Only one stretch of the data below should be repeated: the lines from the line containing "</instance>" through the line containing "263L112 295L144 308L156", inclusive, exactly as they are.

# Extracted records
______

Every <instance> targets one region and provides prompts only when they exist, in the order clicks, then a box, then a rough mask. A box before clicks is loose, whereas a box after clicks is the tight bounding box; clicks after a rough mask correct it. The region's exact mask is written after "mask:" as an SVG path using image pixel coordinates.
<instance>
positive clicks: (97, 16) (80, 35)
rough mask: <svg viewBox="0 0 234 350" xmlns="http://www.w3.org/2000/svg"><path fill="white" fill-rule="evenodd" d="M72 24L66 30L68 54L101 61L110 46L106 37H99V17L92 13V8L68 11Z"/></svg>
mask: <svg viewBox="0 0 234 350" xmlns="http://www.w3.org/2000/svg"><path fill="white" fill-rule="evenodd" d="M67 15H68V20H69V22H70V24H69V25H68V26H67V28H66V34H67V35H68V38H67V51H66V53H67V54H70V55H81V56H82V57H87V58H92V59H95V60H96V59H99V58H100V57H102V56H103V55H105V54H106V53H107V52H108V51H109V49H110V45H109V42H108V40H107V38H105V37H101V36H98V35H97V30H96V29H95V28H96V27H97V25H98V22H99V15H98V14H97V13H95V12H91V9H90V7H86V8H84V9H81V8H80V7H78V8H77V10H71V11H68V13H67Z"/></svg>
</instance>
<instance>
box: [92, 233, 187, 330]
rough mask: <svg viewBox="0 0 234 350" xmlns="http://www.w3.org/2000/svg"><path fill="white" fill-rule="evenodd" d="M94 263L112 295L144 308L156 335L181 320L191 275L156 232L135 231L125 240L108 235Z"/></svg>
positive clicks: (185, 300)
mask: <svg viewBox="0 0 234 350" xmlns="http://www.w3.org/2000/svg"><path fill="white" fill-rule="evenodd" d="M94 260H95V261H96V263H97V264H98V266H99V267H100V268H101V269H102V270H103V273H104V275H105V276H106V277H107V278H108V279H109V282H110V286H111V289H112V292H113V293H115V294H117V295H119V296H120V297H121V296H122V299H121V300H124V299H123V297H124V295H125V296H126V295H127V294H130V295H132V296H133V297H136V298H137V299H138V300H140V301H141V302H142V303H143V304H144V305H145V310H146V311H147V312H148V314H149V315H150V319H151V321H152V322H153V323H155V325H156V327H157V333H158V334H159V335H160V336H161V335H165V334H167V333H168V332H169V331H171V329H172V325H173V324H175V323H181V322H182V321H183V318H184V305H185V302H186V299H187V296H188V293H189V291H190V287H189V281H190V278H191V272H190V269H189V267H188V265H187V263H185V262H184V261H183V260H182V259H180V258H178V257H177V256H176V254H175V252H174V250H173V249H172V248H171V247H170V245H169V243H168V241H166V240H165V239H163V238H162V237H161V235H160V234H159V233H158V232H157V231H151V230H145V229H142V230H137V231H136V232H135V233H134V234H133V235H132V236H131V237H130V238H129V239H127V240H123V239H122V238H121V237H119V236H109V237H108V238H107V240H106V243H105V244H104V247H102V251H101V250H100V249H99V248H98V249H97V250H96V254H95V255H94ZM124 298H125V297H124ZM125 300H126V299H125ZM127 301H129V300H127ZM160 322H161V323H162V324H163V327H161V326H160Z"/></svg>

______

# Exercise answer
</instance>
<instance>
box: [92, 233, 187, 330]
rough mask: <svg viewBox="0 0 234 350" xmlns="http://www.w3.org/2000/svg"><path fill="white" fill-rule="evenodd" d="M94 263L112 295L144 308L156 335L181 320L191 275L156 232L135 231L125 240L108 235Z"/></svg>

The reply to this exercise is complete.